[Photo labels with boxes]
####################
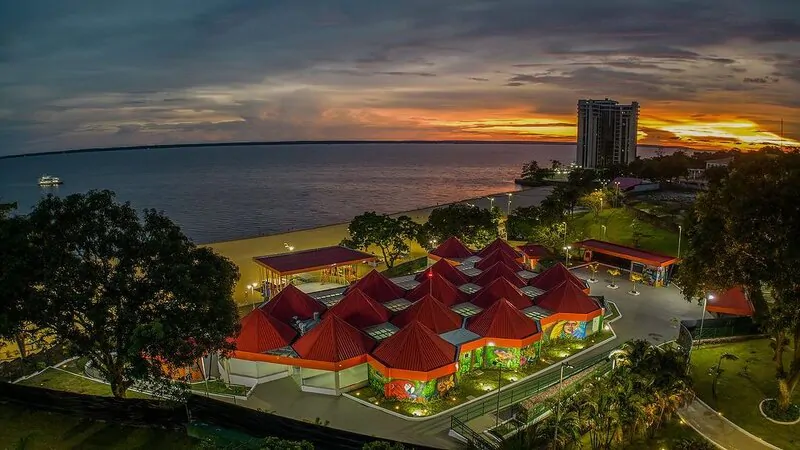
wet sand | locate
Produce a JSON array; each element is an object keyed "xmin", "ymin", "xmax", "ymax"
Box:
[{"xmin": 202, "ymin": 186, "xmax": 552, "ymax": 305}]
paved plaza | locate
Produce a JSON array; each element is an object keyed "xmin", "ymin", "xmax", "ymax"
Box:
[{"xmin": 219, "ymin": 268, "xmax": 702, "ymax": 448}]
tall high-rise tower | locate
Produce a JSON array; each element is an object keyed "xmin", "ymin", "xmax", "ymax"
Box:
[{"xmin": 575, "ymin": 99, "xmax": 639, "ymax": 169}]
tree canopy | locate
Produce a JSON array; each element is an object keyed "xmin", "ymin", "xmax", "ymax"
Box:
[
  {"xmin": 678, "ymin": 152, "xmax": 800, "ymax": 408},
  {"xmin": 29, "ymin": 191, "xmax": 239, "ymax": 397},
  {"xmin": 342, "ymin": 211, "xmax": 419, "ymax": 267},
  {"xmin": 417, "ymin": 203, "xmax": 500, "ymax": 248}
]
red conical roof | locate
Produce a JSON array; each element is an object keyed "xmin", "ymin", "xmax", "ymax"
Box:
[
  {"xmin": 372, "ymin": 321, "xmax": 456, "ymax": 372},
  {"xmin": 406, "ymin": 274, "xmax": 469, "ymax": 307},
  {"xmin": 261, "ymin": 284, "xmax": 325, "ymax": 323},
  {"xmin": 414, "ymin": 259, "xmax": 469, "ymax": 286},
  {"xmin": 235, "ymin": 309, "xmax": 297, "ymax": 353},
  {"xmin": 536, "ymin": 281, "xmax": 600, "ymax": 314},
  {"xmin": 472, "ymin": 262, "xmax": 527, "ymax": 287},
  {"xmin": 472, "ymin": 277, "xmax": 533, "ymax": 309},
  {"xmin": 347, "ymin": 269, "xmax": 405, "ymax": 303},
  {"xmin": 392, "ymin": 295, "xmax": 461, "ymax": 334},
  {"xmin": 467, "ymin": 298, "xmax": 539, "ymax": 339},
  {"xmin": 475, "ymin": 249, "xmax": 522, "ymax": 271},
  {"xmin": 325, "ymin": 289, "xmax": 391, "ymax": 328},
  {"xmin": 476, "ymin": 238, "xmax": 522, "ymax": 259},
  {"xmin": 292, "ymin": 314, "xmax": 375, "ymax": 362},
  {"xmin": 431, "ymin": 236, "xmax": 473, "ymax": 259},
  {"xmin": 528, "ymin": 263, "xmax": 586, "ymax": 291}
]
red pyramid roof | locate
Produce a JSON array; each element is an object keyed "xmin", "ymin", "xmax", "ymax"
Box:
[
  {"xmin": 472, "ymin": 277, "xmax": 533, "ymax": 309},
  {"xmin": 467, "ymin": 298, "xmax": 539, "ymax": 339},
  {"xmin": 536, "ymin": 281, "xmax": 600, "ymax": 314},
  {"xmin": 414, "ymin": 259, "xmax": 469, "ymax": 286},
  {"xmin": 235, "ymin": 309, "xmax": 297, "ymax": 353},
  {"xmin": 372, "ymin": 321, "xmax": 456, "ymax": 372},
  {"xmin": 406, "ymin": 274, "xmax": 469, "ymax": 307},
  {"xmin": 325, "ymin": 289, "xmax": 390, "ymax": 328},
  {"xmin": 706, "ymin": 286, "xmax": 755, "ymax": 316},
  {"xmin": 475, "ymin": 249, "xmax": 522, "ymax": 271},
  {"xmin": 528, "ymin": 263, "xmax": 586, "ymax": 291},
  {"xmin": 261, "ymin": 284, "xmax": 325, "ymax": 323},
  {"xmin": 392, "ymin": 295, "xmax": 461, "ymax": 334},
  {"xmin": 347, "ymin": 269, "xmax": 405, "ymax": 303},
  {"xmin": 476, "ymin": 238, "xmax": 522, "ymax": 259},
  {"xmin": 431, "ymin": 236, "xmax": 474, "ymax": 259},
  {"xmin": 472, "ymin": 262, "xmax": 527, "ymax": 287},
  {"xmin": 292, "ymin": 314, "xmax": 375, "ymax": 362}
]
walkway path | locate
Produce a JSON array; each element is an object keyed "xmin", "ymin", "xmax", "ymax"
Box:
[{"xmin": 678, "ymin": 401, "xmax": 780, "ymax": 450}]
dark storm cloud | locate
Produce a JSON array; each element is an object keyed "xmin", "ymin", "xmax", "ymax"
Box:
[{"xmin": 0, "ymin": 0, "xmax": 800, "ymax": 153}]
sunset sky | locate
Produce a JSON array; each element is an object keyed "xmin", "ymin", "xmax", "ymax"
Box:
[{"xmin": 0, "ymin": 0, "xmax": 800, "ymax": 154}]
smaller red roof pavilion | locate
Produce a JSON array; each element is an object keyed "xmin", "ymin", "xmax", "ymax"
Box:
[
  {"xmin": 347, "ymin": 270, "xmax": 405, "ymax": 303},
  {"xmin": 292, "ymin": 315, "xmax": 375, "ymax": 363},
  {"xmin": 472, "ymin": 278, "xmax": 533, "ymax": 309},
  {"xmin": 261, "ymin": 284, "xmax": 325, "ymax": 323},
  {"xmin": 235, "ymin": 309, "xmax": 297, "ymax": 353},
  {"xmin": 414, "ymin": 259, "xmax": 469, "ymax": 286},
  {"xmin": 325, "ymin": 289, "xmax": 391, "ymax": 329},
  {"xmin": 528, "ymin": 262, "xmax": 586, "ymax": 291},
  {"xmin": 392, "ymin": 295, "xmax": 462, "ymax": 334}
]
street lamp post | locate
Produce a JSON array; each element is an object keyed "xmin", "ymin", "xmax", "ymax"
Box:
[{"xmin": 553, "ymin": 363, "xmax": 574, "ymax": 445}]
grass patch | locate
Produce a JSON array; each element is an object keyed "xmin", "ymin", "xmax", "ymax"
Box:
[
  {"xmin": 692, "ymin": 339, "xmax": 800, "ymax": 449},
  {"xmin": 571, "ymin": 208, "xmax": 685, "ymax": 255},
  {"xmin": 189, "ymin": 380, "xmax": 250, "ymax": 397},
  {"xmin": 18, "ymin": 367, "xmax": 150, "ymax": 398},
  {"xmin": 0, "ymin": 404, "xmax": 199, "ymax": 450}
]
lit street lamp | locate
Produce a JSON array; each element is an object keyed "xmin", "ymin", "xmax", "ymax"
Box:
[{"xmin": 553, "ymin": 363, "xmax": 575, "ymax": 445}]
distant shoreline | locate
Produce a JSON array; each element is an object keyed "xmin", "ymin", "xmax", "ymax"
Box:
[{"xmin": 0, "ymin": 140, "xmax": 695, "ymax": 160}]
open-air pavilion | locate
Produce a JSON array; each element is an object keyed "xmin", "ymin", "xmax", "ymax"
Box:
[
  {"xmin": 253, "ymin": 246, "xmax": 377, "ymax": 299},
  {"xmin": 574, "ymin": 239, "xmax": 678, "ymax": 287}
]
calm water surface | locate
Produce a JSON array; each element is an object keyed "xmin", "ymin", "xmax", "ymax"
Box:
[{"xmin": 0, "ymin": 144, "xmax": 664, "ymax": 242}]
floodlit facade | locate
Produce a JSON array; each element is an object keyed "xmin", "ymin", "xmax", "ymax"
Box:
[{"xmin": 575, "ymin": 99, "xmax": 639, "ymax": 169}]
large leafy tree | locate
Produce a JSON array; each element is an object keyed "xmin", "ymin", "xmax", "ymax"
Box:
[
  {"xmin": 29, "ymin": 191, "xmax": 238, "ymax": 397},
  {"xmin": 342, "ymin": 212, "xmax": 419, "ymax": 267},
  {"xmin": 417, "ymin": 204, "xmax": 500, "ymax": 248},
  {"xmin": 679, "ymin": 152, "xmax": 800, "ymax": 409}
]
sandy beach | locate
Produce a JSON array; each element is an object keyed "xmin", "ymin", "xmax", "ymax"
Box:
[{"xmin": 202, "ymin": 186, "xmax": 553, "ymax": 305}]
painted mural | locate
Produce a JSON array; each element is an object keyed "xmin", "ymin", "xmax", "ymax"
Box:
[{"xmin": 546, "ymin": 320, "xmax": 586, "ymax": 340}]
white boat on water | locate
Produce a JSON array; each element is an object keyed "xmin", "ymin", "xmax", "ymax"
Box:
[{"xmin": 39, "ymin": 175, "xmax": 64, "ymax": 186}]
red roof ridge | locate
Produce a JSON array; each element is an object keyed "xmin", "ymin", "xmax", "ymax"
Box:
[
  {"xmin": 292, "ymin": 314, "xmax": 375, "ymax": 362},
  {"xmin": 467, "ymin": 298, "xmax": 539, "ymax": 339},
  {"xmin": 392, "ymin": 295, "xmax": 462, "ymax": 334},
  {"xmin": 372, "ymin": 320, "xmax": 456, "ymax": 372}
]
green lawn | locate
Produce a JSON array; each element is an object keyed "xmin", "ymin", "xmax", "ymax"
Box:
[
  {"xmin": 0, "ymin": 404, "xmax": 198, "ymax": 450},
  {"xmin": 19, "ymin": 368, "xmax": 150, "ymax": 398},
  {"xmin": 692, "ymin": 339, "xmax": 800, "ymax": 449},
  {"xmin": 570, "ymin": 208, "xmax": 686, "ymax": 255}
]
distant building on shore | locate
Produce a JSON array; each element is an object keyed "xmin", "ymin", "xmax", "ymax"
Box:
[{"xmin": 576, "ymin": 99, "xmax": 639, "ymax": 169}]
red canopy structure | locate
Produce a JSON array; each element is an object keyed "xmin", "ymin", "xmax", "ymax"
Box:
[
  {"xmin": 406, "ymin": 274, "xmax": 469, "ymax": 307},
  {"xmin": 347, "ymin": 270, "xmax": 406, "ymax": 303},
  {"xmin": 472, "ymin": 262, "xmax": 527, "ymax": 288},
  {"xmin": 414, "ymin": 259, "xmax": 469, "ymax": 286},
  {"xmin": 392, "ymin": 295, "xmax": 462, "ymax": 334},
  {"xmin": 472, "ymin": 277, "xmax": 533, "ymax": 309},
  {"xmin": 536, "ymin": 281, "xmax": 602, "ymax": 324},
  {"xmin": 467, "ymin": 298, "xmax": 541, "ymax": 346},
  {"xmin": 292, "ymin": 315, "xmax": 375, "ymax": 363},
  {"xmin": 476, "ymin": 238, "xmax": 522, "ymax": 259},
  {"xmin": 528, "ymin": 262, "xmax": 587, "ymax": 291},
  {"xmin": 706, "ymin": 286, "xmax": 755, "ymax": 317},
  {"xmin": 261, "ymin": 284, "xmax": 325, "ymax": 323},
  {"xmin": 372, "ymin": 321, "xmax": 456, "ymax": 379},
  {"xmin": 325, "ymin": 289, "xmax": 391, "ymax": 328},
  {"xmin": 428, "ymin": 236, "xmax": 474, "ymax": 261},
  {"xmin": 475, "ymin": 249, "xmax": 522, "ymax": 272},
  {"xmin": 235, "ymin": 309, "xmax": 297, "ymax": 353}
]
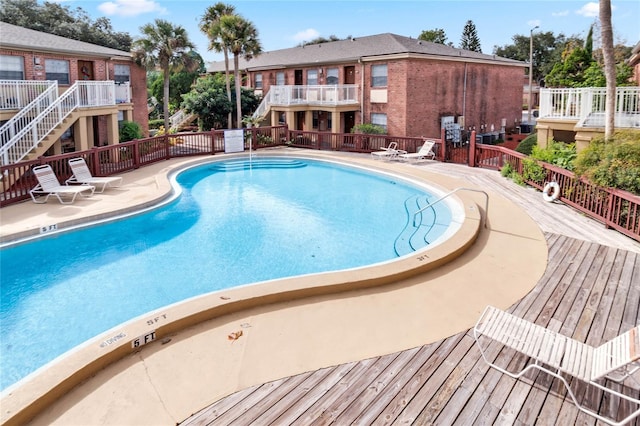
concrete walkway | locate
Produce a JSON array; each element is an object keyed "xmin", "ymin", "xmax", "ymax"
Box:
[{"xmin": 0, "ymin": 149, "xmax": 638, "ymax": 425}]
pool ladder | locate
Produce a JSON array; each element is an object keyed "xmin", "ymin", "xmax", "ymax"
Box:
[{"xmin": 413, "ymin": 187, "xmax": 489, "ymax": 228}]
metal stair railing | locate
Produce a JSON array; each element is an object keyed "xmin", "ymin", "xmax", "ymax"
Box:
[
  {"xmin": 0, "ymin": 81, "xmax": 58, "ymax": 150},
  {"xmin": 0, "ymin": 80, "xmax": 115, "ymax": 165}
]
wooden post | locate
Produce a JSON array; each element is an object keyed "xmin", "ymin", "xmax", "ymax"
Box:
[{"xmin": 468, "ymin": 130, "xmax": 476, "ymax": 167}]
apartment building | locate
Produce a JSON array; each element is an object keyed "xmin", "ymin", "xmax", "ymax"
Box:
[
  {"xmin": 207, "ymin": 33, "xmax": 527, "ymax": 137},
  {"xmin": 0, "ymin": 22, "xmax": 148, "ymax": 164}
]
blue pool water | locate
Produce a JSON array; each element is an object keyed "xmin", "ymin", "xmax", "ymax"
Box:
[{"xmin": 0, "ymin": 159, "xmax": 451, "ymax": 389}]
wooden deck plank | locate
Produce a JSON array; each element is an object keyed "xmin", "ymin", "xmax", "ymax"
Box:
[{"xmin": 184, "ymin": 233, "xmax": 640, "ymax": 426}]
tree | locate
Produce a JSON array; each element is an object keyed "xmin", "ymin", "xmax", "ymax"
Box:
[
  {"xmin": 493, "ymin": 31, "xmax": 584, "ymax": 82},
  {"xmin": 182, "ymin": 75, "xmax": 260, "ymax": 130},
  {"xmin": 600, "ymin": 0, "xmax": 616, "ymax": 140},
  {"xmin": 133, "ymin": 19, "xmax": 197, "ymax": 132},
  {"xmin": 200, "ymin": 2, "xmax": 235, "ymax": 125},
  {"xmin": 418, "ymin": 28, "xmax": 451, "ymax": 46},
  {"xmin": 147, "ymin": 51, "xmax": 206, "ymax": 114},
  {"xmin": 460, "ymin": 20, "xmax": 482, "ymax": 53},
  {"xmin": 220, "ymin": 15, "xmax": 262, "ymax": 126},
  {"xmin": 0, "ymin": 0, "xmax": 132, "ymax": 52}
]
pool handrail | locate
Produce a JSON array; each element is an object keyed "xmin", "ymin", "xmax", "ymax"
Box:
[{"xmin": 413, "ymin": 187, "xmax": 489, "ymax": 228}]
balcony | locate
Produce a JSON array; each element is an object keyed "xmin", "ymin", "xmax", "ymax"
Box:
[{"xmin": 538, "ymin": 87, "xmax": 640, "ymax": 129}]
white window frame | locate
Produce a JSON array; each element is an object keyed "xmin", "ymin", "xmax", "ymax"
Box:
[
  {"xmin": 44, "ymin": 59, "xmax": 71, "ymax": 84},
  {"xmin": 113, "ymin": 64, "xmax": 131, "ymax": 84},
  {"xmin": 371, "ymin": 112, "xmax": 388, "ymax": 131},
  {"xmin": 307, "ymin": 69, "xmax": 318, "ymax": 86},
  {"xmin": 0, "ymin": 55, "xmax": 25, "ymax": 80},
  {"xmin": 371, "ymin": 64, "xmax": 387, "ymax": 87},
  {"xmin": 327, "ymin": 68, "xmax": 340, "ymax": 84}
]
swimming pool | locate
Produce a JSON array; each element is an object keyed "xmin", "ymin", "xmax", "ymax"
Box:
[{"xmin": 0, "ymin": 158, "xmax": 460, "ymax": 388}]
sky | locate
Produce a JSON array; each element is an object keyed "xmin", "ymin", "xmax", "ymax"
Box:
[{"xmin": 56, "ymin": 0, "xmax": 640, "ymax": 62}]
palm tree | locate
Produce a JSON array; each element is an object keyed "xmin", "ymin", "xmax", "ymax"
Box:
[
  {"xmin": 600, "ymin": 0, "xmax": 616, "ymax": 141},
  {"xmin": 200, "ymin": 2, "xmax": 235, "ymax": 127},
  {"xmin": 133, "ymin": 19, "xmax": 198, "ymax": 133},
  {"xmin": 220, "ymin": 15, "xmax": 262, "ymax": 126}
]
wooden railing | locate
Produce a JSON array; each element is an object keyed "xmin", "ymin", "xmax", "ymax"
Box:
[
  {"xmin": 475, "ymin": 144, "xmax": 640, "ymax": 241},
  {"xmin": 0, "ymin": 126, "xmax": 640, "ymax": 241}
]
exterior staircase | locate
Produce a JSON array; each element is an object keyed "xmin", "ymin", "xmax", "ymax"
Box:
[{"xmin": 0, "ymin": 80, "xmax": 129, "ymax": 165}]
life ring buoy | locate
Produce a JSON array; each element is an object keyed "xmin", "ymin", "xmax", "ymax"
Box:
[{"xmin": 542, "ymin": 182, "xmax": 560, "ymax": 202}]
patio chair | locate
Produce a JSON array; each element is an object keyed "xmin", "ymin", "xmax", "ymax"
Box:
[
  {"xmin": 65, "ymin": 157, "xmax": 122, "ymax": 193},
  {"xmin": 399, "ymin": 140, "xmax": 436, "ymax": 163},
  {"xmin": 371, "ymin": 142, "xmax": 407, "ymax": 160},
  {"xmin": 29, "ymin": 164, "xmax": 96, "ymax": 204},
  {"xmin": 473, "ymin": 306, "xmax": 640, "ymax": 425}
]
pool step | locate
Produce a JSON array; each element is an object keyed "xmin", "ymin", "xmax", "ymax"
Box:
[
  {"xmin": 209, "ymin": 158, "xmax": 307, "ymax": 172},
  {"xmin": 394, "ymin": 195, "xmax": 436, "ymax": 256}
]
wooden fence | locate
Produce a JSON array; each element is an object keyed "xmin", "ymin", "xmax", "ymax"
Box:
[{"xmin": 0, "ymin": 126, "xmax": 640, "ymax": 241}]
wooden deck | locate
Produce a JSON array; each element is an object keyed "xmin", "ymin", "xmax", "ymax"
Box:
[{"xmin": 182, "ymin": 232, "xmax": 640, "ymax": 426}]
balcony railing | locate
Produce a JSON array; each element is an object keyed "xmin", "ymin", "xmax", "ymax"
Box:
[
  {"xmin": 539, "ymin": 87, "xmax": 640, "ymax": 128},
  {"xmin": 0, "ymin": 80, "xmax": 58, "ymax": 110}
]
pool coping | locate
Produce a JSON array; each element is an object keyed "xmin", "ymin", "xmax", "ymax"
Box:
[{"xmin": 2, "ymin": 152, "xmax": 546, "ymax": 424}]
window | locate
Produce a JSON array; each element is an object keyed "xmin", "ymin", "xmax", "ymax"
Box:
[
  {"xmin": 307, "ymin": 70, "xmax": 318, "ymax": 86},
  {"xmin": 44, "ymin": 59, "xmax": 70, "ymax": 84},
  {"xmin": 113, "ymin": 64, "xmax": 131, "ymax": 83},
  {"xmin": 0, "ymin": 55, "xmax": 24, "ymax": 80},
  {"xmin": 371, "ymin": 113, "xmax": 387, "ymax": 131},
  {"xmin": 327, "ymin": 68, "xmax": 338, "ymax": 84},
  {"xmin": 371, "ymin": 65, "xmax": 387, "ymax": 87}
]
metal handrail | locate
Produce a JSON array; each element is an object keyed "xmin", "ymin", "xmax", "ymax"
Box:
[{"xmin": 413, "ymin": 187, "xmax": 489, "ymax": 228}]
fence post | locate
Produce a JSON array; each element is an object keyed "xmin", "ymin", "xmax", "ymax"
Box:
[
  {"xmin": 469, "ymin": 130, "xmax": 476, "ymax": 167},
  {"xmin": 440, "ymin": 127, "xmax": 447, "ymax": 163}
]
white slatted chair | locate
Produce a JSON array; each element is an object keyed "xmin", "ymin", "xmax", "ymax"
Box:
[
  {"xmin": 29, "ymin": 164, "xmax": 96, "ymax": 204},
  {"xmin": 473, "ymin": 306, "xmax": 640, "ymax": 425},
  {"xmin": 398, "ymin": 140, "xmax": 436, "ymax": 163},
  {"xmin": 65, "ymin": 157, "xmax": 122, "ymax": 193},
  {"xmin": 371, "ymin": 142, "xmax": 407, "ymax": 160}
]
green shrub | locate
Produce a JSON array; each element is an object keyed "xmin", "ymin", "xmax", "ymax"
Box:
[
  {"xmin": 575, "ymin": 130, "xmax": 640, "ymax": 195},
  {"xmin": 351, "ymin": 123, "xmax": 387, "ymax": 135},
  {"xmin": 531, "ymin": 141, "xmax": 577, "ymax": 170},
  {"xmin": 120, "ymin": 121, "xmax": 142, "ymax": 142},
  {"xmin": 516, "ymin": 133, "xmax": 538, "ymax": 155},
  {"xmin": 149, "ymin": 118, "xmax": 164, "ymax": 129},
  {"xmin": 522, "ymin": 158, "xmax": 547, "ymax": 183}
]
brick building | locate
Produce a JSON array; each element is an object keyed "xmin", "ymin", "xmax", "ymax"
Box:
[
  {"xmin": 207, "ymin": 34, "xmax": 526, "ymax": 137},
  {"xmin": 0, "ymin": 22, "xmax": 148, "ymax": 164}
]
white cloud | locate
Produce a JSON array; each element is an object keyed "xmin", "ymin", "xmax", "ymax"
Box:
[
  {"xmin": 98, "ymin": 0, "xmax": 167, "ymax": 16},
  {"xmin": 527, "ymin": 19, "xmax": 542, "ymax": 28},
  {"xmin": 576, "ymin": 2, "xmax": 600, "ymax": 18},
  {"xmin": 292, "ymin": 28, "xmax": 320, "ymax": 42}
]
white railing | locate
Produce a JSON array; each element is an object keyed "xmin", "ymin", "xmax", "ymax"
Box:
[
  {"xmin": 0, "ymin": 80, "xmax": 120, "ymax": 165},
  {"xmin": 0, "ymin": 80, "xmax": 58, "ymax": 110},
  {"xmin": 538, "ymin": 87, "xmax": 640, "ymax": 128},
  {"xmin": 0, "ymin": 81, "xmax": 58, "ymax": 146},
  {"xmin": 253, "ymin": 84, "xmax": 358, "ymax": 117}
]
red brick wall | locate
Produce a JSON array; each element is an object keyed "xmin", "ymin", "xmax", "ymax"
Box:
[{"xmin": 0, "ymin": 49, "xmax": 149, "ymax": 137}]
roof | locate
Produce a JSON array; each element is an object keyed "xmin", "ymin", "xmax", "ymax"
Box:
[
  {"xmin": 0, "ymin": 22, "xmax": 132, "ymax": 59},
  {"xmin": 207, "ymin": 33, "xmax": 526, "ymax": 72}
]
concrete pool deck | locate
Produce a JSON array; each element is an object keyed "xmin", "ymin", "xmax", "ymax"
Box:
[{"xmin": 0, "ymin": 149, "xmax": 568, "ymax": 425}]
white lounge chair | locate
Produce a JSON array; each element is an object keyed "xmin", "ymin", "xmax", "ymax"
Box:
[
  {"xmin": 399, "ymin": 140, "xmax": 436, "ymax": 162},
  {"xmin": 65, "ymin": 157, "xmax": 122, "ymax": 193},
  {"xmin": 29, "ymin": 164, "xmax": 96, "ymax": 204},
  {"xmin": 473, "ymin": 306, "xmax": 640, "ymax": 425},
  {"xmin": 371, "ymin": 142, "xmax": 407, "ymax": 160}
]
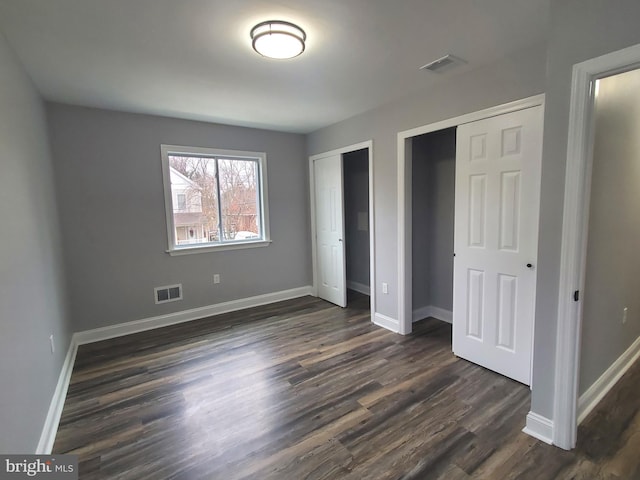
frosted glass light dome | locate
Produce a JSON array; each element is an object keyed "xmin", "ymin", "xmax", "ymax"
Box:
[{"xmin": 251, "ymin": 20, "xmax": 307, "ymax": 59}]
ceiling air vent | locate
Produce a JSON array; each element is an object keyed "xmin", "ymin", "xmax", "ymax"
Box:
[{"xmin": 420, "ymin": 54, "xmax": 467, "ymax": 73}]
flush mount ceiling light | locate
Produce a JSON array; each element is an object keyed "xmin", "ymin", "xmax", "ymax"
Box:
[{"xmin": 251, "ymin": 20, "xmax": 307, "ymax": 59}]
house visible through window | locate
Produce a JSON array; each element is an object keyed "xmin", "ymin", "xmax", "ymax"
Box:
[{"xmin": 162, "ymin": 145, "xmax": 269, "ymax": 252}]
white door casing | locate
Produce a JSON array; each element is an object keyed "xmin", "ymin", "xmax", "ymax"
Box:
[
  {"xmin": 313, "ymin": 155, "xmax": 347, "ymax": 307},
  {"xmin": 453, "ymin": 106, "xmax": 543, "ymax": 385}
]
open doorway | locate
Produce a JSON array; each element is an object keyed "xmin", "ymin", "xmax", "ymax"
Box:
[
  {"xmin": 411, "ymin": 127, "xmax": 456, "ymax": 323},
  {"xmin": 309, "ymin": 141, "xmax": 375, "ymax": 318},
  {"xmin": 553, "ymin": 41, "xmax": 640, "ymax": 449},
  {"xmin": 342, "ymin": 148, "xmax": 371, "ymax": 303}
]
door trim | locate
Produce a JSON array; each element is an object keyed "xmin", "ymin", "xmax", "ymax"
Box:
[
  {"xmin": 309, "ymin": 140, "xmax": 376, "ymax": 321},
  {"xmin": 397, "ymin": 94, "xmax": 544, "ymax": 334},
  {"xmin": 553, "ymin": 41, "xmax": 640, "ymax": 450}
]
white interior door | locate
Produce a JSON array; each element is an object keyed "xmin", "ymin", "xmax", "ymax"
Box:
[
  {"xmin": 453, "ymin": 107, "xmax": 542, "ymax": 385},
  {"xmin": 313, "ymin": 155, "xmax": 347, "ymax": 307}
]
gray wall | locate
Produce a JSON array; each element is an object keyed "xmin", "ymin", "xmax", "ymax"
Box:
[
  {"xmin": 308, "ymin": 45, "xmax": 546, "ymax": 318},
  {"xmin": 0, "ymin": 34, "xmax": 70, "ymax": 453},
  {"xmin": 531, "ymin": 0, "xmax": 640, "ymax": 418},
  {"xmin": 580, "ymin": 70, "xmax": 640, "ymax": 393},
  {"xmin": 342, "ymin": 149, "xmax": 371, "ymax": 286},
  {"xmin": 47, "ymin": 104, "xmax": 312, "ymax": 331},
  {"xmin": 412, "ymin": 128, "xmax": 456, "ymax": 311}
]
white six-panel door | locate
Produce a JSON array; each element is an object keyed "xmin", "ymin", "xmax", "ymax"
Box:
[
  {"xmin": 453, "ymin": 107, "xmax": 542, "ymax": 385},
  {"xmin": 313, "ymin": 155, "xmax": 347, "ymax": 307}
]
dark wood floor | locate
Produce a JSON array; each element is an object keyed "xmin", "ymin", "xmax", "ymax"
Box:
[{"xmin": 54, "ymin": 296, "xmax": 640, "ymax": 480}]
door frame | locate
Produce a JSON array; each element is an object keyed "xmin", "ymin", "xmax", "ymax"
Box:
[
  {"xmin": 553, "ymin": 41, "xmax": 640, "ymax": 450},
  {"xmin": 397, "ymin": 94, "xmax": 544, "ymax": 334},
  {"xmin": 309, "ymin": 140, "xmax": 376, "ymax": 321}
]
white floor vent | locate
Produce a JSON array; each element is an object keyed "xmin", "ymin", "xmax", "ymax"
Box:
####################
Take the line with "white six-panel door | locate" and all lines after it to the last line, and reproduce them exactly.

**Task output**
white six-panel door | locate
Produce a JSON array; each element is an object keyed "xmin", "ymin", "xmax", "ymax"
Box:
[
  {"xmin": 453, "ymin": 107, "xmax": 542, "ymax": 385},
  {"xmin": 313, "ymin": 155, "xmax": 347, "ymax": 307}
]
dark wood floor | locate
Produce a JSON array; each element is an object keyed "xmin", "ymin", "xmax", "ymax"
Box:
[{"xmin": 54, "ymin": 296, "xmax": 640, "ymax": 480}]
door frame | locate
Produce a JSON array; each element is an object keyed "xmin", "ymin", "xmax", "ymax"
Box:
[
  {"xmin": 553, "ymin": 41, "xmax": 640, "ymax": 450},
  {"xmin": 397, "ymin": 94, "xmax": 544, "ymax": 334},
  {"xmin": 309, "ymin": 140, "xmax": 376, "ymax": 321}
]
white floor vent | locate
Produce a JSON array; each element is an object keyed "xmin", "ymin", "xmax", "ymax"
Box:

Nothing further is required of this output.